— begin —

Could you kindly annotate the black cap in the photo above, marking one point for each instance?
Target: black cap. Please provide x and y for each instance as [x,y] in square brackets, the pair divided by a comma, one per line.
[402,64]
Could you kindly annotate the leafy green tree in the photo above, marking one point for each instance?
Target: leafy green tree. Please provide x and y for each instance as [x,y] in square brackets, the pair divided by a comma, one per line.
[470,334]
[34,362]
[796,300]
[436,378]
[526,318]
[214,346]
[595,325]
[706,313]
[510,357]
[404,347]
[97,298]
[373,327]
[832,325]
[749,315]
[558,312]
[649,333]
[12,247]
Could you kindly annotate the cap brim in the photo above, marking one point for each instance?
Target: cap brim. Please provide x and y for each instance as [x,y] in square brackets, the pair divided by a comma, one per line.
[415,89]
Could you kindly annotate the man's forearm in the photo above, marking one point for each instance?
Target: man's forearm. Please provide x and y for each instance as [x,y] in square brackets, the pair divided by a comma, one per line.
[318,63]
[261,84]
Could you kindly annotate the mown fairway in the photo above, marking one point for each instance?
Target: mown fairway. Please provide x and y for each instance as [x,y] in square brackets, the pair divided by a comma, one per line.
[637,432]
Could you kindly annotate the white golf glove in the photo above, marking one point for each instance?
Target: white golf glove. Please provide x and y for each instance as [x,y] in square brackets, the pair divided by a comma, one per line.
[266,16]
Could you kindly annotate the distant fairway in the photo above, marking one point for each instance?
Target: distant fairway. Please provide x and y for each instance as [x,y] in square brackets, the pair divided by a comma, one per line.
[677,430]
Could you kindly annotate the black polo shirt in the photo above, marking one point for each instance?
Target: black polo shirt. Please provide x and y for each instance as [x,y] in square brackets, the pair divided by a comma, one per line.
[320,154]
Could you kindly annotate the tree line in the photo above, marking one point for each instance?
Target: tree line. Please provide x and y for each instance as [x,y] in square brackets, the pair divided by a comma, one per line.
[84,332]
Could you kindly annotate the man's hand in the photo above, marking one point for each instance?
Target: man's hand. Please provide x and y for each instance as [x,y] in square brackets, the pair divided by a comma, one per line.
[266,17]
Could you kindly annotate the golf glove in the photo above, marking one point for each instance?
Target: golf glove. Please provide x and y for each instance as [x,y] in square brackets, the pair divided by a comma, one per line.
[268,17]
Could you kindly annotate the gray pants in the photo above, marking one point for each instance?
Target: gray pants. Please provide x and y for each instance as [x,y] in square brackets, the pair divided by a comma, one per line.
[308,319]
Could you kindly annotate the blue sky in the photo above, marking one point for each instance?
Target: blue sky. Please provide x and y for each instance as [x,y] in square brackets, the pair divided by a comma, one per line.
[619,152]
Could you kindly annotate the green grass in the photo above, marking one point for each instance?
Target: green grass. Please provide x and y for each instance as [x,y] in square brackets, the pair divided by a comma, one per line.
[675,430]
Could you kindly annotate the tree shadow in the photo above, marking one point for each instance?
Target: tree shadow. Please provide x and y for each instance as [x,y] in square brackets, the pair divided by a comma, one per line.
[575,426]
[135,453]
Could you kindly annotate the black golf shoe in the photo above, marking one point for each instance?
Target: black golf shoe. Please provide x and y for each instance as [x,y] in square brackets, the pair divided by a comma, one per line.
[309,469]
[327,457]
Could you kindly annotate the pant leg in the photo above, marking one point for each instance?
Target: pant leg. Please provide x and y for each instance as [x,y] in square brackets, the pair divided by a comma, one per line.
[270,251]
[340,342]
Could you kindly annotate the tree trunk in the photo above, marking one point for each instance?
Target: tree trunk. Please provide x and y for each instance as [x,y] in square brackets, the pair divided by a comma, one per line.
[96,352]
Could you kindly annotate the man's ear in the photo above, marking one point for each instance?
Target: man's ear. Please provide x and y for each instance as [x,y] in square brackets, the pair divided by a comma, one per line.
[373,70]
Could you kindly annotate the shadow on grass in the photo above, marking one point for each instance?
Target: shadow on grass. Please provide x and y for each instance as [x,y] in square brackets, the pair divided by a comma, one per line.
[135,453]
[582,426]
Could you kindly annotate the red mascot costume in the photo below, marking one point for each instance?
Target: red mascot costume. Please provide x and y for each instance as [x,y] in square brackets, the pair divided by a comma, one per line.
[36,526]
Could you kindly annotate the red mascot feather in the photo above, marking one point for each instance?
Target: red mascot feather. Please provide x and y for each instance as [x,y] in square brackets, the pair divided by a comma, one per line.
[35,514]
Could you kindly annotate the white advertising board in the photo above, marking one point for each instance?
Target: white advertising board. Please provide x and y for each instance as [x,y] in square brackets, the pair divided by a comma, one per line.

— end —

#### Problem to work on
From the line containing "Could you kindly annotate the red mascot feather" through the final line of the listing above, retype every line exactly; leave out everything else.

#### Response to the exercise
Could you kindly annotate the red mascot feather in the photo above, marking one point for each instance?
Target: red mascot feather. Please provide x and y for each instance as [x,y] in square brackets, the pair divided by a comma, one per line.
[35,514]
Could you kindly annotate the white advertising board in the photo above, marking one point for each instance?
Target: white advertising board. Please provide x and y for each instance as [x,y] in square brackets, the pair divided by a comma, one per line.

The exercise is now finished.